**SUPPLIED ENTRIES**
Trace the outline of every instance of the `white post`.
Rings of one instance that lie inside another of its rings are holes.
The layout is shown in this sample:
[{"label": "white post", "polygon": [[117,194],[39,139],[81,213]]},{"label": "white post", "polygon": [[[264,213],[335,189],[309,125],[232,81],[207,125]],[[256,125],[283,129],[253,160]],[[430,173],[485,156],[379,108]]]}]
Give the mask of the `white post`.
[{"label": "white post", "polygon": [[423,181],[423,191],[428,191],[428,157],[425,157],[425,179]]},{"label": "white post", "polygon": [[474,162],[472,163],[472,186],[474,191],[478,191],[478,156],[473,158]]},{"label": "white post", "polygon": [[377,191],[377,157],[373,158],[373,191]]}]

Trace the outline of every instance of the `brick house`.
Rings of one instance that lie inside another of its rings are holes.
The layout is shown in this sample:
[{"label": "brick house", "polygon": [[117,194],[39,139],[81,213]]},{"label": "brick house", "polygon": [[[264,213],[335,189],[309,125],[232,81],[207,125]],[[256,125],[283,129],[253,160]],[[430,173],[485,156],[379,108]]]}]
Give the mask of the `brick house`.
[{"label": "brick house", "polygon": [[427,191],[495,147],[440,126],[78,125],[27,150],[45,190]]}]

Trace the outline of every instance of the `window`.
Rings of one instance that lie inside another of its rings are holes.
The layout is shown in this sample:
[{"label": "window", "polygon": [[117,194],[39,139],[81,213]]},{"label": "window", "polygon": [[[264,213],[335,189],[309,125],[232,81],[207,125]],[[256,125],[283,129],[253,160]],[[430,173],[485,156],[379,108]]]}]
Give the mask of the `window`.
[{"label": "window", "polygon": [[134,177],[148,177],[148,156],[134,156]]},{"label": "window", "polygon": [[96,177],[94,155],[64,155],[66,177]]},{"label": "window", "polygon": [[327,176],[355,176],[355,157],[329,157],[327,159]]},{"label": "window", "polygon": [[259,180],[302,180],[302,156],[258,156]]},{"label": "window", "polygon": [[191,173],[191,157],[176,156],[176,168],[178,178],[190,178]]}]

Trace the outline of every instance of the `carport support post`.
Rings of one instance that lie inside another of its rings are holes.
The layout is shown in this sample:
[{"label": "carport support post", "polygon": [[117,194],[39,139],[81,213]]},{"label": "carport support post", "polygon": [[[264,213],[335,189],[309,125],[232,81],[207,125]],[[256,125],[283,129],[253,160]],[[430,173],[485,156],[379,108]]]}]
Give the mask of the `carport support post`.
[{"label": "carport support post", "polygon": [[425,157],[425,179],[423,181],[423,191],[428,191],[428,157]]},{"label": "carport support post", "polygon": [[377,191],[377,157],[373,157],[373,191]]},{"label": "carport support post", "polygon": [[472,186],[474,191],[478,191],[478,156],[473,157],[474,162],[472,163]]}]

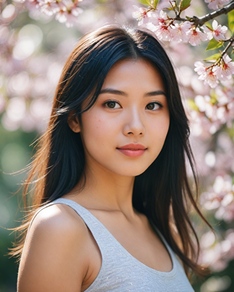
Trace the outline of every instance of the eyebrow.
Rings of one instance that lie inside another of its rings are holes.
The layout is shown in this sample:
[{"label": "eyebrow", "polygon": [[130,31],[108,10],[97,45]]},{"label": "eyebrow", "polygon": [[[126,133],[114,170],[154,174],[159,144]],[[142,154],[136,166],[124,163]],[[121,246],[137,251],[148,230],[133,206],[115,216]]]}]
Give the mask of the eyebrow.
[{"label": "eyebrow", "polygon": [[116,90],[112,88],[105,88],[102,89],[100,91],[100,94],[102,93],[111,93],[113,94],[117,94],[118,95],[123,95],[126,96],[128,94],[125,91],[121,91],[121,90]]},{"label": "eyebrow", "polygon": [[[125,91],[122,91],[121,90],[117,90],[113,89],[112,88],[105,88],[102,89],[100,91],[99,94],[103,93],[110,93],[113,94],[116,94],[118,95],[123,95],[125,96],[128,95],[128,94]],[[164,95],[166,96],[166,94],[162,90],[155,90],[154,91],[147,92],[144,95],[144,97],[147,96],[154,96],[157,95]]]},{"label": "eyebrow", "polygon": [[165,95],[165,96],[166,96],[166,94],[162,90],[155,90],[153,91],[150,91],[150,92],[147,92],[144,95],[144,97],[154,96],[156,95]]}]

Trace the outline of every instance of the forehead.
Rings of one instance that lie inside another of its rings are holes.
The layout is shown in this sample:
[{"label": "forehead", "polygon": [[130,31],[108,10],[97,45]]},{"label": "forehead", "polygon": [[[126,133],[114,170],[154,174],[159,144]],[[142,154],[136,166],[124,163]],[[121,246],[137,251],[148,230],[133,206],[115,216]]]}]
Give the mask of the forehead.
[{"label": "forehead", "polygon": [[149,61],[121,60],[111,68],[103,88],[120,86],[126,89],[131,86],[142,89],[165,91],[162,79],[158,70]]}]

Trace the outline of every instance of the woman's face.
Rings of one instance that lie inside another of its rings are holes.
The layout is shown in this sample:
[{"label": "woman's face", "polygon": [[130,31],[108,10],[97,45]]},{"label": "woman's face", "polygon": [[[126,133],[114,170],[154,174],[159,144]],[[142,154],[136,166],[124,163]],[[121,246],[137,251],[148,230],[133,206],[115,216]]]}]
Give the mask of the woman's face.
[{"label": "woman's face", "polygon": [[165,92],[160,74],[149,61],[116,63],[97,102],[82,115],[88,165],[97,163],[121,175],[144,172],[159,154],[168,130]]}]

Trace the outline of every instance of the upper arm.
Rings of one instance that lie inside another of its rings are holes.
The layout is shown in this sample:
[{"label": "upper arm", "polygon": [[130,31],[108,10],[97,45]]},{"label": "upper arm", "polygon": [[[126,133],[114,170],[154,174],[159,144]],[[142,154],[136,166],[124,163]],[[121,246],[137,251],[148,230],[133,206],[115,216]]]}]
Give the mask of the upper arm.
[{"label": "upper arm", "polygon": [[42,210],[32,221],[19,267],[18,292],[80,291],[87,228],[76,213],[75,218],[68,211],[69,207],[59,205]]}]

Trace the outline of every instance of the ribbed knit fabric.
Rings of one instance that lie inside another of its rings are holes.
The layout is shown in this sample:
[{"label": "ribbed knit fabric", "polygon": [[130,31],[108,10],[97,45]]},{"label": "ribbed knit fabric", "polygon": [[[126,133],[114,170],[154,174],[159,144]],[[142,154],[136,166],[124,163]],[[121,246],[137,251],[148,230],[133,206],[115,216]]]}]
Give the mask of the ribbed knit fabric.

**DIRECTION**
Extract the text lines from all of the records above and copy each one word for word. Leave the pictures out of your answer.

**SOLVED EXERCISE**
Trace the outline of every instance of the `white post`.
Rings of one instance that lie inside another of its rings are holes.
The layout is shown in this sample:
[{"label": "white post", "polygon": [[117,194],[39,139],[81,213]]},{"label": "white post", "polygon": [[[264,213],[335,189],[309,125],[232,81],[207,125]],[[256,125],[283,129],[253,160]],[[430,173],[485,156],[379,108]]]}]
Give the mask of the `white post`.
[{"label": "white post", "polygon": [[423,181],[423,191],[428,191],[428,157],[425,157],[425,179]]},{"label": "white post", "polygon": [[474,162],[472,163],[472,186],[474,191],[478,191],[478,156],[473,158]]},{"label": "white post", "polygon": [[377,191],[377,157],[373,158],[373,191]]}]

Trace the outline of every instance of the `brick house`.
Rings of one instance that lie inside another of its rings are holes.
The layout is shown in this sample:
[{"label": "brick house", "polygon": [[117,194],[39,139],[81,213]]},{"label": "brick house", "polygon": [[[264,213],[335,189],[309,125],[232,81],[207,125]],[[256,125],[283,129],[253,160]],[[430,173],[485,156],[379,108]]]}]
Give the mask of the `brick house`.
[{"label": "brick house", "polygon": [[427,191],[495,147],[440,126],[78,125],[27,150],[45,190]]}]

Trace the outline of every instance of the `window`.
Rings of one instance that lie inside another of its rings are holes.
The layout is shown in this sample:
[{"label": "window", "polygon": [[117,194],[39,139],[81,213]]},{"label": "window", "polygon": [[[264,213],[335,189],[309,125],[232,81],[207,125]],[[256,125],[283,129],[253,160]],[[430,173],[485,156],[379,108]]]}]
Give the mask of the `window`.
[{"label": "window", "polygon": [[134,177],[148,177],[148,156],[134,156]]},{"label": "window", "polygon": [[96,177],[94,155],[64,155],[66,177]]},{"label": "window", "polygon": [[327,176],[355,176],[355,157],[329,157],[327,159]]},{"label": "window", "polygon": [[259,180],[302,180],[302,156],[258,156]]},{"label": "window", "polygon": [[191,173],[191,157],[176,156],[176,168],[178,178],[190,178]]}]

Trace the outline of every instance of the `carport support post`.
Rings of one instance that lie inside another of its rings are holes.
The layout is shown in this sample:
[{"label": "carport support post", "polygon": [[117,194],[39,139],[81,213]]},{"label": "carport support post", "polygon": [[[264,213],[335,189],[309,125],[232,81],[207,125]],[[256,125],[283,129],[253,160]],[[430,173],[485,156],[379,108]]]}]
Give the mask of the `carport support post`.
[{"label": "carport support post", "polygon": [[425,157],[425,179],[423,181],[423,191],[428,191],[428,157]]},{"label": "carport support post", "polygon": [[377,191],[377,157],[373,157],[373,191]]},{"label": "carport support post", "polygon": [[472,186],[474,191],[478,191],[478,156],[473,157],[474,162],[472,163]]}]

Trace the outline of every instance of the eyebrow.
Rings of one instance that lie inside another of its rings are holes.
The layout is shown in this sample:
[{"label": "eyebrow", "polygon": [[130,31],[108,10],[97,45]]},{"label": "eyebrow", "polygon": [[[126,133],[114,170],[154,174],[159,144]],[[142,154],[136,166],[124,163]],[[121,246],[137,251],[148,230],[133,206],[115,216]]]}]
Give the mask of the eyebrow.
[{"label": "eyebrow", "polygon": [[116,90],[112,88],[105,88],[102,89],[100,91],[100,94],[102,93],[111,93],[113,94],[117,94],[118,95],[123,95],[126,96],[128,94],[125,91],[121,91],[121,90]]},{"label": "eyebrow", "polygon": [[[125,91],[122,91],[121,90],[117,90],[113,89],[112,88],[105,88],[102,89],[100,91],[99,94],[103,93],[110,93],[113,94],[116,94],[118,95],[123,95],[125,96],[128,95],[128,94]],[[164,95],[166,96],[166,94],[162,90],[155,90],[154,91],[147,92],[144,95],[144,97],[147,96],[154,96],[157,95]]]},{"label": "eyebrow", "polygon": [[165,95],[165,96],[166,96],[166,94],[162,90],[155,90],[153,91],[150,91],[150,92],[147,92],[144,95],[144,97],[154,96],[156,95]]}]

Trace the outline of every instance of the forehead.
Rings of one instance that lie inside another of its rings are holes.
The layout is shown in this sample:
[{"label": "forehead", "polygon": [[130,31],[108,10],[97,45]]},{"label": "forehead", "polygon": [[[126,133],[114,170],[154,174],[159,144]],[[142,154],[136,166],[124,163]],[[121,246],[137,251],[148,230],[133,206],[115,216]]]}]
Give the mask of the forehead.
[{"label": "forehead", "polygon": [[149,61],[121,60],[111,68],[103,88],[120,86],[126,89],[131,86],[142,89],[165,91],[162,79],[158,70]]}]

Trace the outline of every instance of the woman's face.
Rings of one instance that lie inside another of its rings are holes.
The layout is shown in this sample:
[{"label": "woman's face", "polygon": [[130,31],[108,10],[97,45]]},{"label": "woman's face", "polygon": [[[126,133],[114,170],[154,174],[159,144]],[[142,154],[136,166],[124,163]],[[121,246],[137,251],[148,230],[133,206],[115,216]]]}]
Give the mask of the woman's face.
[{"label": "woman's face", "polygon": [[165,92],[160,74],[149,61],[116,63],[97,102],[82,115],[88,165],[97,163],[121,175],[144,172],[159,154],[168,130]]}]

Trace the outline of every instance of the upper arm.
Rings of one instance that lie inside another of its rings are holes.
The layout is shown in this sample:
[{"label": "upper arm", "polygon": [[130,31],[108,10],[97,45]]},{"label": "upper arm", "polygon": [[[126,133],[114,170],[154,174],[159,144]],[[142,154],[136,166],[124,163]],[[121,246],[137,251],[148,230],[133,206],[115,216]]]}]
Give the mask of the upper arm.
[{"label": "upper arm", "polygon": [[42,210],[32,221],[19,267],[18,292],[80,291],[87,228],[76,213],[75,218],[68,211],[69,207],[59,205]]}]

Trace the outline of every instance of the ribbed knit fabric.
Rings of one instance that lie inside another of its rings are holes.
The layout is shown in this sample:
[{"label": "ribbed knit fabric", "polygon": [[130,31],[108,10],[97,45]]},{"label": "ribbed knit fabric", "polygon": [[[126,133],[114,170],[154,174],[159,144]],[[142,154],[136,166],[124,163]],[[121,246],[137,251],[148,230],[133,206],[115,216]]]}]
Give the mask of the ribbed knit fabric.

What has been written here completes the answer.